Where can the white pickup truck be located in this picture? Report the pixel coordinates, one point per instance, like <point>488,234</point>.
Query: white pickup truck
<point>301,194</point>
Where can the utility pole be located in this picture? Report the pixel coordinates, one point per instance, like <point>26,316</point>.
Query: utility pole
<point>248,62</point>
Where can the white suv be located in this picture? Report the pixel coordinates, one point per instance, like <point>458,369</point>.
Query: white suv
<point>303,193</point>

===============

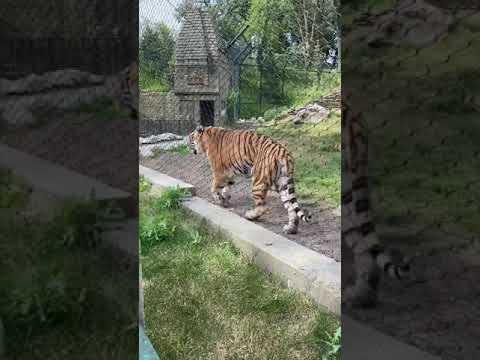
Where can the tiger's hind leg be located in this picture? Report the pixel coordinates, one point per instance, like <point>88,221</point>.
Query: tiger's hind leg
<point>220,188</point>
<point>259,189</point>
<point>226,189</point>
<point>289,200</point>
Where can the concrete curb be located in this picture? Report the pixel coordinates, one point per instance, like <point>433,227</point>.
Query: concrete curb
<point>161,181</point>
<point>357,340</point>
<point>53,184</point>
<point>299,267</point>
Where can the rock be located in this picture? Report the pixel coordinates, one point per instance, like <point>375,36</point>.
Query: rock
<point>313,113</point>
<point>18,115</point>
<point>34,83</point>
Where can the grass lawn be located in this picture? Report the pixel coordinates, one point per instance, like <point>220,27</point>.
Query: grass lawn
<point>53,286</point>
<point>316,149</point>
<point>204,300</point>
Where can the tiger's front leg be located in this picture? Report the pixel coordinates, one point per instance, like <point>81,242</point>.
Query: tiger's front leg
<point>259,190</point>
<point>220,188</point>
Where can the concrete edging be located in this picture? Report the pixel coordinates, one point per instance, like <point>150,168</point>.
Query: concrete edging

===============

### GOAL
Swap "utility pole" for "street lamp" in the stretch of the listing that starts with the line containing "Where can the white pickup" and ends with the line containing "<point>248,62</point>". Give back only those lines, changing nothing else.

### SOLUTION
Where can the white pickup truck be located in this picture? Report the pixel coordinates, one point per instance, like <point>488,234</point>.
Query: white pickup truck
<point>301,194</point>
Where can the street lamp be located in this picture? Report the pixel coordinates, one point per instance, like <point>26,316</point>.
Query: street lamp
<point>248,62</point>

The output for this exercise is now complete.